## EXERCISE PASSAGE:
***

BACKGROUND
Electronic patient portals are online applications that allow patients access to their own health information, a form of asynchronous virtual care. The long-term impact of portals on the usage of traditional primary care services is unclear, but is an important question at this juncture when portals are being incorporated into many primary care practices.
OBJECTIVE
We sought to investigate how an electronic patient portal affects traditional, synchronous, primary care health care usage over a much longer time period than any existing studies, and to assess the impact of portal messaging on the clinician’s workload.
METHODS
We conducted a propensity-score-matched, open-cohort interrupted time series evaluation of a primary care portal from its implementation in 2010. We extracted information from the EMR regarding age, sex, education, income, family health team enrolment, diagnoses at index date, and number of medications prescribed in the previous year. We also extracted the annual number of encounters for up to 8 years pre and post index date as well as provider time spent on secure messaging through the portal.
RESULTS
7247 eligible portal patients and 7647 eligible potential controls were identified, with 3696 patients matched one to one. We found that portal registration was associated with an increase in the number of certain traditional encounters over the time period surrounding portal registration. Following the index year, there was a significant jump in visits to physicians in the portal arm (0.42 higher than control, P<0.001) but not for visits to nurse practitioners and physician assistants. The calls to the practice triage nurses also showed a greater increase the portal arm compared to the control arm after the index year (an additional 0.102, P=0.0056). The average provider time spent on portal-related work was 5.7 minutes per patient per year.
CONCLUSIONS
We found that portal registration was associated with a subsequent increase in the number of some traditional encounters and a small increase in clerical workload for providers. Portals have enormous potential to truly engage patients as partners in their own health care, but their impact on usage of traditional health care services and clerical burden must also be considered when they are incorporated into primary care.

***

## DATA EXTRACT:
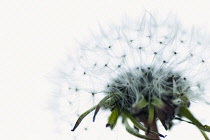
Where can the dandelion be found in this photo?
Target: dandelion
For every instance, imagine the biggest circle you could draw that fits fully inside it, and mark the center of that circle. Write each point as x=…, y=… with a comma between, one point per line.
x=147, y=71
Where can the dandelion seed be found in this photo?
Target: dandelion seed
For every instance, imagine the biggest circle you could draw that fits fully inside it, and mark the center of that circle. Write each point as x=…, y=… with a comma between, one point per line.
x=148, y=72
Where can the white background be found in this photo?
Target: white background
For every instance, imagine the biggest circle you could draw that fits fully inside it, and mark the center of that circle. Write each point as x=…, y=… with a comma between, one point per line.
x=36, y=35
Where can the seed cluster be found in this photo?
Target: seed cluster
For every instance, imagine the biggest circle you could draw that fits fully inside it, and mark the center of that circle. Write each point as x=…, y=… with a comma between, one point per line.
x=148, y=71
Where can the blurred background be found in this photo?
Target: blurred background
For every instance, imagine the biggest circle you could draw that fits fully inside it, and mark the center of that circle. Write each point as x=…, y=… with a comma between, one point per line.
x=38, y=36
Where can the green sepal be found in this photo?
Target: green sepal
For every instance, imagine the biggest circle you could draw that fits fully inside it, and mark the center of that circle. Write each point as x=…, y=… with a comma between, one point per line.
x=112, y=121
x=81, y=117
x=132, y=131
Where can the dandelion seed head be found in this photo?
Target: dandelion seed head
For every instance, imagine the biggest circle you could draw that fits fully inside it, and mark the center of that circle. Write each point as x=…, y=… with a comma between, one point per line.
x=144, y=60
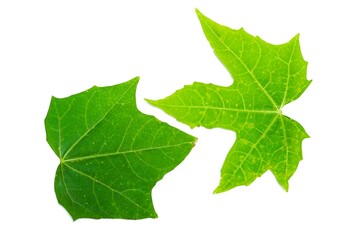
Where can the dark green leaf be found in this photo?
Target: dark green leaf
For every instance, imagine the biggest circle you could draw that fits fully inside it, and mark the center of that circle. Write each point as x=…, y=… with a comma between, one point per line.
x=111, y=155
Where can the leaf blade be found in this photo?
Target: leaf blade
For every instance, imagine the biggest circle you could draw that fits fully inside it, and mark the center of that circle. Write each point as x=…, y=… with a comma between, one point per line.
x=266, y=77
x=111, y=155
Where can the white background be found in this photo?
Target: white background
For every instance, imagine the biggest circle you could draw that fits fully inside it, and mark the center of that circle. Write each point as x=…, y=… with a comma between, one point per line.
x=63, y=47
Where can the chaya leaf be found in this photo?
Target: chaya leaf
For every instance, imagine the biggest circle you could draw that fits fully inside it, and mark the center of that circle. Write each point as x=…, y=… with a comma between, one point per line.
x=266, y=77
x=111, y=155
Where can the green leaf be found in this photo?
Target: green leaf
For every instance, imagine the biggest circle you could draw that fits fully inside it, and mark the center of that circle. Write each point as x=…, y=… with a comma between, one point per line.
x=266, y=77
x=111, y=154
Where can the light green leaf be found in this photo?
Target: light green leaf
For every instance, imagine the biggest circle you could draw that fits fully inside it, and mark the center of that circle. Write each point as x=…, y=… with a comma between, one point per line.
x=266, y=77
x=111, y=154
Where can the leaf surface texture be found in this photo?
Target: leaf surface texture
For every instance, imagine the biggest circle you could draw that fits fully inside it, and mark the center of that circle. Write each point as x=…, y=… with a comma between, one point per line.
x=111, y=154
x=266, y=77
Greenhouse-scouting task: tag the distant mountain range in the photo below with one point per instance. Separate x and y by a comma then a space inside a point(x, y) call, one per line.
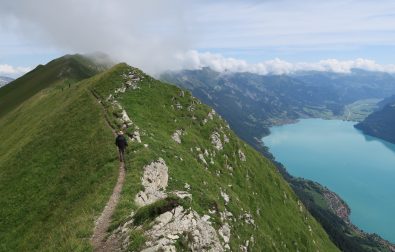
point(191, 184)
point(5, 80)
point(381, 123)
point(252, 103)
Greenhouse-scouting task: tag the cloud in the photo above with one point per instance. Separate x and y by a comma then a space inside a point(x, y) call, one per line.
point(196, 60)
point(157, 35)
point(9, 70)
point(146, 34)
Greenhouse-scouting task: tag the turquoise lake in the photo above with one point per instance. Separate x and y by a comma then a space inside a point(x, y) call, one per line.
point(360, 168)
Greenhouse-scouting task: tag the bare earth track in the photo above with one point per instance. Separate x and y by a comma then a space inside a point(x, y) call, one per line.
point(99, 241)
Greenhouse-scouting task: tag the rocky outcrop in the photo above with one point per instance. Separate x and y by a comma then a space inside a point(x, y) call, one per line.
point(154, 180)
point(216, 140)
point(177, 136)
point(173, 225)
point(178, 223)
point(242, 156)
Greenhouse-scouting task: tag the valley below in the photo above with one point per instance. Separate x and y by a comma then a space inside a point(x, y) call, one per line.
point(356, 166)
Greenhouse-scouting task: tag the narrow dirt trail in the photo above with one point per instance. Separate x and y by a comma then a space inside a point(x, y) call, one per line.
point(99, 241)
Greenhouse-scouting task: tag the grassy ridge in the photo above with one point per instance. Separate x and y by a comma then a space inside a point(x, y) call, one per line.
point(62, 71)
point(58, 166)
point(254, 186)
point(57, 169)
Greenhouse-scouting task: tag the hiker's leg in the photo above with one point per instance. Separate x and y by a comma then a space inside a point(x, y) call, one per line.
point(123, 155)
point(120, 154)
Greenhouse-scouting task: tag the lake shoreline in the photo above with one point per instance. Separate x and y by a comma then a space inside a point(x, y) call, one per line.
point(338, 206)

***

## ABOUT THIS TASK:
Copy out the patient portal summary in full, word for word. The records have nothing to do with what you're asked to do here.

## REPLY TO THE EXERCISE:
BACKGROUND
Electronic patient portals are online applications that allow patients access to their own health information, a form of asynchronous virtual care. The long-term impact of portals on the usage of traditional primary care services is unclear, but is an important question at this juncture when portals are being incorporated into many primary care practices.
OBJECTIVE
We sought to investigate how an electronic patient portal affects traditional, synchronous, primary care health care usage over a much longer time period than any existing studies, and to assess the impact of portal messaging on the clinician’s workload.
METHODS
We conducted a propensity-score-matched, open-cohort interrupted time series evaluation of a primary care portal from its implementation in 2010. We extracted information from the EMR regarding age, sex, education, income, family health team enrolment, diagnoses at index date, and number of medications prescribed in the previous year. We also extracted the annual number of encounters for up to 8 years pre and post index date as well as provider time spent on secure messaging through the portal.
RESULTS
7247 eligible portal patients and 7647 eligible potential controls were identified, with 3696 patients matched one to one. We found that portal registration was associated with an increase in the number of certain traditional encounters over the time period surrounding portal registration. Following the index year, there was a significant jump in visits to physicians in the portal arm (0.42 higher than control, P<0.001) but not for visits to nurse practitioners and physician assistants. The calls to the practice triage nurses also showed a greater increase the portal arm compared to the control arm after the index year (an additional 0.102, P=0.0056). The average provider time spent on portal-related work was 5.7 minutes per patient per year.
CONCLUSIONS
We found that portal registration was associated with a subsequent increase in the number of some traditional encounters and a small increase in clerical workload for providers. Portals have enormous potential to truly engage patients as partners in their own health care, but their impact on usage of traditional health care services and clerical burden must also be considered when they are incorporated into primary care.